# Text
+++
For 25 years, the warm glow of hundreds of luminaries have lit Dupont/King’s Highway on Christmas Eve. The annual event not only brings neighbors together, but it has raised over $50,000 for the Minneapolis-based Domestic Abuse Project (DAP). Starting at 5 p.m., eight blocks will be filled with good cheer, thanks in a large part to the work of two friends.
Mickey O’Kane and Kathryn Ringham have lived next to each other for years. It was in 1999 when they decided that a luminary along four blocks of Dupont Ave from 42nd to 46th streets would be a fine way to ring in the new millennium. Those first few years, they lit luminaria on the first night of Hanukkah, Christmas Eve and New Year’s Eve.
With the help of eight block captains, about 1,000 paper bags and candles are distributed to homes along the route. Each gets between six to 20 – and one has 45. They are spaced about six feet apart and held down by a cup of sand or kitty litter.
The lummies now stretch from the original 42nd-46th streets and then go round the King’s Highway corner for another four blocks towards Lake Harriet Boulevard.
Neighbors walk up and down the block, socializing and singing carols.
“Luminarias are used all over the world on special occasions and ‘light the way’ as a symbol of unity and caring for those less fortunate,” observed Ringham.” At this time of the year, with numerous holidays incorporating the bringing of light (plus the solstice), luminarias bring the glow of warmth to the winter nights.”
“Kathy and I have received numerous notes over the years from our neighbors. We really love the joy and feeling of community that we hear about in those notes. This tradition has made all of us feel closer and more grateful for what we all have. Lighting those candles is one more ‘chore’ to take care of during an extremely busy time of the year, but the neighbors still look forward to being part of this,” said O’Kane. “I used to kid the new neighbors that I hoped it was made clear in their purchase agreement that duty calls on Dec. 24. I don’t think it’s caused a sale to fall through yet.”
+++
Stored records
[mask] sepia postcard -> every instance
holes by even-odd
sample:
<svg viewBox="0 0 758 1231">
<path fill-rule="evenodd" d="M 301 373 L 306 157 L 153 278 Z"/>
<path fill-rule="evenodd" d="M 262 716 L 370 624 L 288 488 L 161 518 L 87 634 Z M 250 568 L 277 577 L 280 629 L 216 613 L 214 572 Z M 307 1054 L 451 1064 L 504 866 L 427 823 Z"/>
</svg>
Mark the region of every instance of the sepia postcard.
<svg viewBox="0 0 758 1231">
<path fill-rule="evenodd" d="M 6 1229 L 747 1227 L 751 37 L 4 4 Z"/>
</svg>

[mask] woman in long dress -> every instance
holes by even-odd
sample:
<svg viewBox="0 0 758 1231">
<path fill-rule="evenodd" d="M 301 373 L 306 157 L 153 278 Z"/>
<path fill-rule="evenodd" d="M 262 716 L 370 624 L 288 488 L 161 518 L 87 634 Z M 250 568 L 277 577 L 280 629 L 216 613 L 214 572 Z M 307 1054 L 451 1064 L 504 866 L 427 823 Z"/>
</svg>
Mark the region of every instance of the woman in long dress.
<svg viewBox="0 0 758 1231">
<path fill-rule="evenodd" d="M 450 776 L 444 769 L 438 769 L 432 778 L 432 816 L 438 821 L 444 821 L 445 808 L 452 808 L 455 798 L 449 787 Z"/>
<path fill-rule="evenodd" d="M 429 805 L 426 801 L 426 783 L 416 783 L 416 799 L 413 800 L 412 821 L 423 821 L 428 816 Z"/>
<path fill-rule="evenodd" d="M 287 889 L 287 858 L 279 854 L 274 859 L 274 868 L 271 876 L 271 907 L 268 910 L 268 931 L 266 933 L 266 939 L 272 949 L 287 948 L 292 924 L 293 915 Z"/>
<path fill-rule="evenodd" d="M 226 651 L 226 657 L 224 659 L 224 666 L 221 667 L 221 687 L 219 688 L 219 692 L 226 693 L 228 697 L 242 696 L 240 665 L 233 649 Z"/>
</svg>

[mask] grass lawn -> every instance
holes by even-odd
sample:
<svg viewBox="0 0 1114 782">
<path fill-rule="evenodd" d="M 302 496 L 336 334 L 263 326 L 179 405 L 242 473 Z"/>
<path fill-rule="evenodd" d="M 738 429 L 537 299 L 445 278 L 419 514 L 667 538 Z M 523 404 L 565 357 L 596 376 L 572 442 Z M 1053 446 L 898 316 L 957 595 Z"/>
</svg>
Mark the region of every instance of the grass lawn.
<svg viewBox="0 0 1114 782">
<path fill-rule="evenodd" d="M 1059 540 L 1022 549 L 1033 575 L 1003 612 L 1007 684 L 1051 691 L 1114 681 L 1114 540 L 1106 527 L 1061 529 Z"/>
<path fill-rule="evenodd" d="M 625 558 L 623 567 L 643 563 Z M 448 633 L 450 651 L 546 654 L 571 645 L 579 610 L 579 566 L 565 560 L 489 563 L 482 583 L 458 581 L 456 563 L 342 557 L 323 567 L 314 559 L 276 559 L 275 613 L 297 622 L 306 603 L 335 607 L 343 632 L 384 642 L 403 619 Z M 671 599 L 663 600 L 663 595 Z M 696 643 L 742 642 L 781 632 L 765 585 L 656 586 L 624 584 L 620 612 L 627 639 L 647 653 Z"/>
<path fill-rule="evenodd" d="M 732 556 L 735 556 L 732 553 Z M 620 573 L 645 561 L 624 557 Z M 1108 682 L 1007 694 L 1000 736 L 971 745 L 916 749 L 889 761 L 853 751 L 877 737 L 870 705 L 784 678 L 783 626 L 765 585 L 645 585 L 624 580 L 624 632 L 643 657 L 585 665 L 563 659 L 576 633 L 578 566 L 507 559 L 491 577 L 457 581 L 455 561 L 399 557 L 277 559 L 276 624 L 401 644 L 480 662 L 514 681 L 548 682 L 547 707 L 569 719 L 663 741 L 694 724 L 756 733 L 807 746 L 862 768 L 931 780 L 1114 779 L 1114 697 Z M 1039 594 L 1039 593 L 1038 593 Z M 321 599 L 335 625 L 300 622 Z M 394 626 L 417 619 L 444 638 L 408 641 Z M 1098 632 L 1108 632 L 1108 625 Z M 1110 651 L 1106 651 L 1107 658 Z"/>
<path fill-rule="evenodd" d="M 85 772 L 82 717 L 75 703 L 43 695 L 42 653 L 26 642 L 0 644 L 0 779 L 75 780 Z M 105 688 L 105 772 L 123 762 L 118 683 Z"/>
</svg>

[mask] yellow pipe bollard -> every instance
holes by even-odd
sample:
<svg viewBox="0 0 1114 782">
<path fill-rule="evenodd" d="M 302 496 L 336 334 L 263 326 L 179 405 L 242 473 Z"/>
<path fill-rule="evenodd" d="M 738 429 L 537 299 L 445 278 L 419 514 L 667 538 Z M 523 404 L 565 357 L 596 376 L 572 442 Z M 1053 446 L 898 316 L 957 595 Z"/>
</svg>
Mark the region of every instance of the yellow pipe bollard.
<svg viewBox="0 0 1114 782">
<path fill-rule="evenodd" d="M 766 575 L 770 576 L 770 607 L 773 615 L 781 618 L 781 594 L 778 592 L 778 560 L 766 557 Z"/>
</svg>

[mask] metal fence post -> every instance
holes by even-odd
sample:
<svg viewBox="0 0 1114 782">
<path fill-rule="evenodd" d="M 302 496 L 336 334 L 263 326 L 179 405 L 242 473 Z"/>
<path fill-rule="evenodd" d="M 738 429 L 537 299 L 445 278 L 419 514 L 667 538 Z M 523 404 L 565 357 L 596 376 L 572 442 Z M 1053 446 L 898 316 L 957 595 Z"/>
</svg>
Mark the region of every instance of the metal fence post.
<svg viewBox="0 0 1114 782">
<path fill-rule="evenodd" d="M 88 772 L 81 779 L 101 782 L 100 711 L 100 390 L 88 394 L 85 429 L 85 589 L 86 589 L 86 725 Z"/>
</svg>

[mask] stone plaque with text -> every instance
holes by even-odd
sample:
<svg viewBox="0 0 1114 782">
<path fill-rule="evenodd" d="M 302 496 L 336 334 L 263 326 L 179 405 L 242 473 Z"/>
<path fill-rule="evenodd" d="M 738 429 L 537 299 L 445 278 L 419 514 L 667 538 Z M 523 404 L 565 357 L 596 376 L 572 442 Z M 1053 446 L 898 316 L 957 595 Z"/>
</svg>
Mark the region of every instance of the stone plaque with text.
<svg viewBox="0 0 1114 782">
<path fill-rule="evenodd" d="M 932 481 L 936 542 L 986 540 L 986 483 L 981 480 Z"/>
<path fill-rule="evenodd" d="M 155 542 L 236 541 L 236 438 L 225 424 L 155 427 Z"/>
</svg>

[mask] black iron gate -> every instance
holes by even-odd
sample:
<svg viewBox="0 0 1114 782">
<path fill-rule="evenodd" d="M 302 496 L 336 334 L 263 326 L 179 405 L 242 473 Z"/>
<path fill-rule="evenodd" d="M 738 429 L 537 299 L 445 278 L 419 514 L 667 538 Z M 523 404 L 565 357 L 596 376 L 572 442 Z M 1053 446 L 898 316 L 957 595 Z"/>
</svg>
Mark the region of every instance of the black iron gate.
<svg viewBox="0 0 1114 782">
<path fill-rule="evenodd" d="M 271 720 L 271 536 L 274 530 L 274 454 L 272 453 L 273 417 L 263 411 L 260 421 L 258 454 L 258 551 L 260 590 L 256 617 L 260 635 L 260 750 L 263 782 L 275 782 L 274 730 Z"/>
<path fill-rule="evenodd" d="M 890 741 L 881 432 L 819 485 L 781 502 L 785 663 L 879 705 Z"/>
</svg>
+++
# Task list
**a.** Translate this sentence from the article about the Christmas Eve luminaries into Spanish: "Neighbors walk up and down the block, socializing and singing carols."
**b.** Transcribe the part of the luminaries article from "With the help" to "or kitty litter.".
**c.** Go on with the article about the Dupont/King's Highway luminaries, picking up after its last sentence.

# Response list
**a.** Los vecinos recorren la cuadra de un lado a otro, conversando y cantando villancicos.

**b.**
With the help of eight block captains, about 1,000 paper bags and candles are distributed to homes along the route. Each gets between six to 20 – and one has 45. They are spaced about six feet apart and held down by a cup of sand or kitty litter.

**c.**
This year, organizers are working with the park board and the city to see if they would be willing to turn off the new and extremely bright lights that are now on the boulevard. “When we got new lights a couple of years ago, a lot of the ‘candle magic’ disappeared,” observed O’Kane. “While we just recently received permission to have the lights turned off, we’re in the midst of seeing if we can qualify/afford the required insurance. I’m still hoping for a miracle, but either way, lights on or lights off, the luminaries will go on.”
The Dupont Luminary was featured in a 2013 Southwest Journal article, and in another in 2018. “It’s so interesting to read that in 2013, we were hoping to go over the $10,000 mark and last year we topped $50,000! You can see how generous and caring this group is,” said O’Kane. “Their support and allegiance to DAP is really quite overwhelming.”
For years now, each house has contributed $15 to buy the necessary candles, paper bags and sand, and matched that with a donation earmarked for the Domestic Abuse Project. Anything left over from the supply budget is also donated.
O’Kane became involved with the Domestic Abuse Project in 2003 as a board member. “It just touched me because they deal not just with the women and children, but they deal with the men,” she said in the 2013 article. DAP assists about 3,000 men, women and children a year with whole family, wrap-around services for domestic violence. The operate a holistic victim survivor program with support groups, a youth program, intervention program for individuals who use violence, case management, and advocacy. The First Call crisis hotline can be reached at 612-874-7063 x 232 or email@example.com.
Since the COVID-19 pandemic, DAP has seen a 37% increase in need for victim services. Due to limited resources, DAP has put 244 people on wait lists or referred them elsewhere.
Join the Dupont Luminaries to help “shine a light” on domestic violence (DV), urge O’Kane and Ringham. “As DV rates increase during the holiday season, the luminaries continue to increase awareness for those impacted by DV.”
They are glad to be in a community that has brightened not only their neighborhood but the lives of families struggling with domestic violence.